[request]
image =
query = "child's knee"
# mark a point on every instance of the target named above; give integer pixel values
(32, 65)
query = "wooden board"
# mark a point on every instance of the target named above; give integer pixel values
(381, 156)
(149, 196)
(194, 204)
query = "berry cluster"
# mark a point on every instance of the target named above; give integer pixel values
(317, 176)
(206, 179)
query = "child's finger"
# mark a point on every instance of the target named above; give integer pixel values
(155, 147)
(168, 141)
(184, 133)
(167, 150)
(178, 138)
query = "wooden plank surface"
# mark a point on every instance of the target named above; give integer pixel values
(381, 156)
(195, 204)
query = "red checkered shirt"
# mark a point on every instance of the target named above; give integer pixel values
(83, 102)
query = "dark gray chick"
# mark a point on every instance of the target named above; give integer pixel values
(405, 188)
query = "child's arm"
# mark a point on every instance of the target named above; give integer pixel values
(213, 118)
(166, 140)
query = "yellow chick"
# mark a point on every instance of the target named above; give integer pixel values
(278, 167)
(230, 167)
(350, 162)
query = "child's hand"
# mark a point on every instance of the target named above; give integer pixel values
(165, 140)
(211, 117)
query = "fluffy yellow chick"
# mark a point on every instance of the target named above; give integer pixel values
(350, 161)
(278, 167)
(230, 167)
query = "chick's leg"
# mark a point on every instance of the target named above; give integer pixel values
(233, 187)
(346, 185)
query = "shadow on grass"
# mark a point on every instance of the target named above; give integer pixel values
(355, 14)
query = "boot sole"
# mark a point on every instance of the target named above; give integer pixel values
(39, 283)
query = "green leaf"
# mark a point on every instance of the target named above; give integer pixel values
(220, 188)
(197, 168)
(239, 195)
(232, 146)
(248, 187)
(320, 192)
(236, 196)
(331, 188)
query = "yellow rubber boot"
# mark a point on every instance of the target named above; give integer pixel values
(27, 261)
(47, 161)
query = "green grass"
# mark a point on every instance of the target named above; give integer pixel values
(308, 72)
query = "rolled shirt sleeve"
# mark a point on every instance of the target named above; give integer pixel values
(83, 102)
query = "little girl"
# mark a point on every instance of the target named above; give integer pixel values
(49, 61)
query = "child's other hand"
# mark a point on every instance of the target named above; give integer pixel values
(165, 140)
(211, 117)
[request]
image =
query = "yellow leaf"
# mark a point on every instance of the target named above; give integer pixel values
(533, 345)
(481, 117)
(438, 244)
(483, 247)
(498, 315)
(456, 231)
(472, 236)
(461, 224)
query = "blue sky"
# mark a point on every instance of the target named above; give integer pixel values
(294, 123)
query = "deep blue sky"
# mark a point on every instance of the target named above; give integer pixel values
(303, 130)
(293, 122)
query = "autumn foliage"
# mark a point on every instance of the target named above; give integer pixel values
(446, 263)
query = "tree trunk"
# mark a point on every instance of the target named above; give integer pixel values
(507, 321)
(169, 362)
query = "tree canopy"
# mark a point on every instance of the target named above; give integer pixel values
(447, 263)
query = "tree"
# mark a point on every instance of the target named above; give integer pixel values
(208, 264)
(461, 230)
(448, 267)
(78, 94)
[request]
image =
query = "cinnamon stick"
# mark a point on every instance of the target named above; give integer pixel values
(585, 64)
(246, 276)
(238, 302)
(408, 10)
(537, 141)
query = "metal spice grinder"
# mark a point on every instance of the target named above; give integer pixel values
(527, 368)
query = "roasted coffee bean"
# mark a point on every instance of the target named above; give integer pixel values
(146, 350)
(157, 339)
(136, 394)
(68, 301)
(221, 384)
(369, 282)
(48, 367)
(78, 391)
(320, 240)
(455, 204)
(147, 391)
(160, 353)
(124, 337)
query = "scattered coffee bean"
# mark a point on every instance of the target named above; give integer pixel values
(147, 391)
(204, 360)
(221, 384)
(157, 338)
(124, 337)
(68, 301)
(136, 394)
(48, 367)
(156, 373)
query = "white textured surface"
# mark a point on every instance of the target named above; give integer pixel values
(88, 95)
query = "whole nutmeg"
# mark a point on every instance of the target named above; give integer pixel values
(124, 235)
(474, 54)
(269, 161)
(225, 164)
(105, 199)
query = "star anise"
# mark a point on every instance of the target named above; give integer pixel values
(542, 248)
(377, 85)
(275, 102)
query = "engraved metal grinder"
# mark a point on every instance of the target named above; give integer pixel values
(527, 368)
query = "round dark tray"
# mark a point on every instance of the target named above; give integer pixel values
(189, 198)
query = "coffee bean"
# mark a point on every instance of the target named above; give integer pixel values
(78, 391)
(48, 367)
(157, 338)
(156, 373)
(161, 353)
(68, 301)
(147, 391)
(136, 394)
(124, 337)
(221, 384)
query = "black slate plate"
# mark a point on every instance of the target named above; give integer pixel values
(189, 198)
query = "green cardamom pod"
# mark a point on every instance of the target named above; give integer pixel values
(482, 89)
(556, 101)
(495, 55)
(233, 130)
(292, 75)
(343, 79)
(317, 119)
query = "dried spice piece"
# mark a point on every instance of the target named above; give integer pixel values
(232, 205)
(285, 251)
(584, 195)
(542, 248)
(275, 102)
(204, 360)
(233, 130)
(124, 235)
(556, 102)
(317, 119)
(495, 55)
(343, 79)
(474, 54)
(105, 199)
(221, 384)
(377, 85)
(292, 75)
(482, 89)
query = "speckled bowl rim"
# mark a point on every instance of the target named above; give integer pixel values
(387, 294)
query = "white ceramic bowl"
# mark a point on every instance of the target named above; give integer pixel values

···

Pull out each line of the data that contains the string "spice". Case counts.

▸ Response to the exercise:
query = "metal spice grinder"
query = "dried spice piece"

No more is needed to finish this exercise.